PROVIDED INFORMATION Block Start

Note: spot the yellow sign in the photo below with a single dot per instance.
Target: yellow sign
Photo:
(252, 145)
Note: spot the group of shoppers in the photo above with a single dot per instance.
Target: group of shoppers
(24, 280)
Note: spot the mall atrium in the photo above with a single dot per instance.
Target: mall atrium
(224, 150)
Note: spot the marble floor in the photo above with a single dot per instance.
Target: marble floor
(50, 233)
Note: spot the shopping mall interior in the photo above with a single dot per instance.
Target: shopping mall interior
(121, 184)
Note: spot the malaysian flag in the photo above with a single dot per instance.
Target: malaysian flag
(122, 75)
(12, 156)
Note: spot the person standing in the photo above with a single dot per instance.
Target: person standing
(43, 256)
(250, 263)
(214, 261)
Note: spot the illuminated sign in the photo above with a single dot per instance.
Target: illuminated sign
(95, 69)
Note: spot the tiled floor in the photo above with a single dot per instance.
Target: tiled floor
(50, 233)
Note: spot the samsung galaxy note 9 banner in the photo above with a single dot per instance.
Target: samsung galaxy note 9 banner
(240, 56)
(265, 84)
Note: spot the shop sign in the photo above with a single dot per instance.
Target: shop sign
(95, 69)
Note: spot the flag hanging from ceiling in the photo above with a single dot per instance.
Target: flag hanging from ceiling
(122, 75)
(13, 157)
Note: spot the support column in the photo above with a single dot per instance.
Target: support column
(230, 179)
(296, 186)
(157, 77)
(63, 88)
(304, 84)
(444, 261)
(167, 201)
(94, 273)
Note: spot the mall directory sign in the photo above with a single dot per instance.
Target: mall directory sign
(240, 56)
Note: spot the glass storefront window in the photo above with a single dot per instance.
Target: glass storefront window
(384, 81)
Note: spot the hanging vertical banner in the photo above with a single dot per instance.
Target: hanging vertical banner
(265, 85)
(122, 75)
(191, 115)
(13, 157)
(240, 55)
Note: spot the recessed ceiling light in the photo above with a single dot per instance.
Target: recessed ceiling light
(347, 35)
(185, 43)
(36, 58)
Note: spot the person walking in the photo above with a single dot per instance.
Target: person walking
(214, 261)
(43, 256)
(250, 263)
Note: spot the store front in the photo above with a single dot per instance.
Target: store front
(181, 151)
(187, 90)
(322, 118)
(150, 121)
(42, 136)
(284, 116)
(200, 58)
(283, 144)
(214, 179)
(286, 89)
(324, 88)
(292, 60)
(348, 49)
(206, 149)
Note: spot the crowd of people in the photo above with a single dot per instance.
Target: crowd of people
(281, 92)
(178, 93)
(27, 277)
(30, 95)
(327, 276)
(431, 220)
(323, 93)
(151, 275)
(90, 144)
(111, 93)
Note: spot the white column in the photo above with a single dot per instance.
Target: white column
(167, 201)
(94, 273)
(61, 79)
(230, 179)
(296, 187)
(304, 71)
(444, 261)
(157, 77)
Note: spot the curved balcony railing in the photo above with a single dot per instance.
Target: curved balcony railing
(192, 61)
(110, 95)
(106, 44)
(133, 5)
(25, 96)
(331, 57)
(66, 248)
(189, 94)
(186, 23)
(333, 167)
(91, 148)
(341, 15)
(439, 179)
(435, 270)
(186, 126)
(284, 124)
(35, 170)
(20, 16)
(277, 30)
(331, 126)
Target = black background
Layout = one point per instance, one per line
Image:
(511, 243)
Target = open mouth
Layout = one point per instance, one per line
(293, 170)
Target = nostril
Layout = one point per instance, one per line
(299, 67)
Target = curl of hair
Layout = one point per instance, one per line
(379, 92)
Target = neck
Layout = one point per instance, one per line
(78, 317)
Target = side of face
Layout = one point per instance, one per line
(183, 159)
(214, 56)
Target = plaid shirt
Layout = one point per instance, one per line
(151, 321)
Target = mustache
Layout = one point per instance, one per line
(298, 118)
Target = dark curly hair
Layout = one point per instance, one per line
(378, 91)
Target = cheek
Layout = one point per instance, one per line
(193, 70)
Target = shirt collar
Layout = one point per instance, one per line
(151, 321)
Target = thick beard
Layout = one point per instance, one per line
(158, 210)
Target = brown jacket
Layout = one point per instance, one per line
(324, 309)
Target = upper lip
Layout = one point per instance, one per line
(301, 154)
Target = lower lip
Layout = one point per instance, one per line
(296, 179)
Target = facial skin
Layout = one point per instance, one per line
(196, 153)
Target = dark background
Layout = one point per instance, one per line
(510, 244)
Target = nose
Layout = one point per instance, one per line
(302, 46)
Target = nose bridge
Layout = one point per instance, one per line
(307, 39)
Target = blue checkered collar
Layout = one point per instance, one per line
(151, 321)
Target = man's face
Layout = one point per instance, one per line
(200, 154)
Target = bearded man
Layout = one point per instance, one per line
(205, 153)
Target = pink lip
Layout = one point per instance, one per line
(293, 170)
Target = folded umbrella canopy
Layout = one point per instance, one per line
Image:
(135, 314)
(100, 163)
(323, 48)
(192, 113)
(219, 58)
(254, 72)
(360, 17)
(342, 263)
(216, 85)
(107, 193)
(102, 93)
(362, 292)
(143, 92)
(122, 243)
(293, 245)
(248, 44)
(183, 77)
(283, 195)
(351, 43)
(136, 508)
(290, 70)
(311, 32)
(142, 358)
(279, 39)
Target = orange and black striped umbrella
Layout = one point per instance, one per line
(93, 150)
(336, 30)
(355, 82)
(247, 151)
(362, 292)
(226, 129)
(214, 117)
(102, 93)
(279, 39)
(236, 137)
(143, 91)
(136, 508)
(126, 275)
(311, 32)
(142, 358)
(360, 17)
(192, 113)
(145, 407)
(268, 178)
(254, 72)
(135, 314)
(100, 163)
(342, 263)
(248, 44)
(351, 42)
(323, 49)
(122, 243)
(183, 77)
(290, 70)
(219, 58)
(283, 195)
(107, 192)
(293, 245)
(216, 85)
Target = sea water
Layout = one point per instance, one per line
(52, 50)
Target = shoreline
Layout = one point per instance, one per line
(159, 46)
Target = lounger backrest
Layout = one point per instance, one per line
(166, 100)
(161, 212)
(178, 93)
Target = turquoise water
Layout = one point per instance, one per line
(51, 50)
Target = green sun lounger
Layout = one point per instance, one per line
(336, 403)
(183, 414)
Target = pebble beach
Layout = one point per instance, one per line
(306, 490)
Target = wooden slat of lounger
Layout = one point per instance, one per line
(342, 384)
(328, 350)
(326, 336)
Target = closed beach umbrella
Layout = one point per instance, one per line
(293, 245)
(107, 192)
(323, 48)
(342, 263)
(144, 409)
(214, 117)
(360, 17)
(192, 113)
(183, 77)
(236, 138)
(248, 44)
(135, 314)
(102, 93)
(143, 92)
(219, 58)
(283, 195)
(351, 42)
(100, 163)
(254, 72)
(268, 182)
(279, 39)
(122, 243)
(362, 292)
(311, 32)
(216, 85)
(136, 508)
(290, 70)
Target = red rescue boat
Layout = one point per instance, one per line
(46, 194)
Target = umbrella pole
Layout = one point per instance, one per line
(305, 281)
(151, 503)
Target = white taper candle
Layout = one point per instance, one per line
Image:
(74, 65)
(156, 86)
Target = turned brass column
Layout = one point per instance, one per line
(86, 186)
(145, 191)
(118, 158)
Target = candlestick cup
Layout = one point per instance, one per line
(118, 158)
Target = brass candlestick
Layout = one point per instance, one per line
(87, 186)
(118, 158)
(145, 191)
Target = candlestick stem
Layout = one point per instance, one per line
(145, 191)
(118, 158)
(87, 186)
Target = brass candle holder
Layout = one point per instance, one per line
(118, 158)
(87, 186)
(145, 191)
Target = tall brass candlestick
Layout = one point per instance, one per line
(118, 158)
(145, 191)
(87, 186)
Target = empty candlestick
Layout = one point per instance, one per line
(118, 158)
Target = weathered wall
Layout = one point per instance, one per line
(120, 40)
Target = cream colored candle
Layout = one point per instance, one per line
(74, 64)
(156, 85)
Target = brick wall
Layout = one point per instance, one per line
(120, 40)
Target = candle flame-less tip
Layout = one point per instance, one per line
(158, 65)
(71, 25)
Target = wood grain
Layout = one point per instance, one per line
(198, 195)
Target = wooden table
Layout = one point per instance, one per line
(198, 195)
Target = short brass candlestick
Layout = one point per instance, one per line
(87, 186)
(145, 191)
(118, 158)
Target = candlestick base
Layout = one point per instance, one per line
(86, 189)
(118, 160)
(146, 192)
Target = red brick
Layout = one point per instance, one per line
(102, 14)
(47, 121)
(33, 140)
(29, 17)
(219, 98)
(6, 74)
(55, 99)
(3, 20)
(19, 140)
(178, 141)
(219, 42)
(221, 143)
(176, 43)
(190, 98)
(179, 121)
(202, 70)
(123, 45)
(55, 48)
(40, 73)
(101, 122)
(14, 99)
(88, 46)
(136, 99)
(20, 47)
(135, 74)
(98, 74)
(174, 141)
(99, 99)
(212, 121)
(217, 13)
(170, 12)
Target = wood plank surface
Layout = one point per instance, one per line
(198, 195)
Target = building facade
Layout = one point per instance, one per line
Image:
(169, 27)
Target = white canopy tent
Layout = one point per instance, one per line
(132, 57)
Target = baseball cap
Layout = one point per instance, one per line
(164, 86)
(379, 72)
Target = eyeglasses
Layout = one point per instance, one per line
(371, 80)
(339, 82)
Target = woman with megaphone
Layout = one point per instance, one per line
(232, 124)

PROVIDED INFORMATION Block End

WORK INSTRUCTIONS -> In the records above, find the line containing "Note: spot the tiled" and restate word for word every line from the first through that one.

TASK OUTPUT ->
Note: spot the yellow sign in the photo below with a single dot per instance.
Target: yellow sign
Photo:
(252, 145)
Note: spot the group of shoppers in the photo above with a single dot per instance.
Target: group of shoppers
(24, 280)
Note: spot the mall atrium in the photo above with a single dot per instance.
Target: mall atrium
(224, 150)
Note: spot the marble floor in the photo above with a single dot per instance.
Target: marble floor
(50, 233)
Note: spot the shopping mall interior in the photo above with a single dot per instance.
Target: shopping mall interior
(121, 184)
Note: spot the malaysian flag in the photo above with a single dot per instance.
Target: malaysian flag
(122, 75)
(12, 156)
Note: spot the person standing in the photo above with a single dot per instance.
Target: person standing
(43, 256)
(250, 263)
(214, 261)
Note: spot the illuminated sign in the photo above with a single dot per instance.
Target: illuminated sign
(95, 69)
Note: spot the tiled floor in the photo above with a single dot per instance.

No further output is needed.